I know what you mean Bob. I have let some stuff go pretty cheap in the past just to get rid of it. I resisted doing this on my scroll saw and router table which I asked 150.00 for each and I got 125.oo for the scroll saw and looks like I got the router table sold for 150. just got to drop it off at the gals house. Guy lives in Denver and his mother is moving there and she is bringing it to him. 

Bob, that had to be an awesome old Atlas. Box maker Doug Stowe uses an old Atlas 3HP saw 10 inch saw. I understand those were great saws! 

Corey


----------



## bobj3 (Jan 17, 2006)

Hi Corey

Table saw was a tank and they called it a table saw  made in 1940's.

It would cut just about anything I put on it...and it would come out true..
The guy I got it from would nail up 4ea. , 3/4" thick 4' x 8' plywoods and make cabinets all day long with it..

But I ran out of room, so it had to go.. 

============


challagan said:


> I know what you mean Bob. I have let some stuff go pretty cheap in the past just to get rid of it. I resisted doing this on my scroll saw and router table which I asked 150.00 for each and I got 125.oo for the scroll saw and looks like I got the router table sold for 150. just got to drop it off at the gals house. Guy lives in Denver and his mother is moving there and she is bringing it to him.
> 
> Bob, that had to be an awesome old Atlas. Box maker Doug Stowe uses an old Atlas 3HP saw 10 inch saw. I understand those were great saws!
> 
> Corey


----------



## craigc (Sep 9, 2013)

Problem set:
1) Decide whether each statement below agrees with the woodworking forum thread above. Answer yes or no for each, and quote the deciding words from the thread.
(a) Corey asked 150.00 for each of the scroll saw and the router table.
(b) Bob's table saw was made in the 1950s.
(c) Bob let the table saw go because it no longer cut true.
2) Carry on the woodworking forum thread above from its last line.

Data excerpt:
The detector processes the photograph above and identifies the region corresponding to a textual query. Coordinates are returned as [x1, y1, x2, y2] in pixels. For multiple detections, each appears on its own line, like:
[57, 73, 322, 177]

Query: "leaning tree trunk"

Results for the exercise:
1)
(a) Yes: "which I asked 150.00 for each"
(b) No: "made in 1940's"
(c) No: "But I ran out of room, so it had to go.."

2)
*Another Craftsman 9x30 out there.*

Hello Bob,

I found this discussion thread and your photos and find that you have the same lathe as I. Mine too is a 'kit' without instructions; I bought it some 15 years ago at a tool swap meet, and it "became" 'buried' while kids were at home. Now that I have it out, I am trying to figure what all I have, and I am hoping that you may be able to help me in some discovery.
1. Did you reach a satisfactory conclusion with yours, and is it still in your possession? What kind of work are you doing with it? 
2. Did you ever find a model number, and perhaps a manual for this model? If so, could you share?
3. I don't have much in the way of tool rests with this, it looks like the former owner replaced it with some metal shop-built rough stock. The 1/2HP motor capacitor was broken, so I'll have to replace that, and I will most likely use one of those linked belts. Do you have your motor on the table or below the bed, and how have you mounted your bed?
4. Once I get it running, I'll have to figure out how 'true' it is. Did you end up having any machining done?

I look forward to hearing from you.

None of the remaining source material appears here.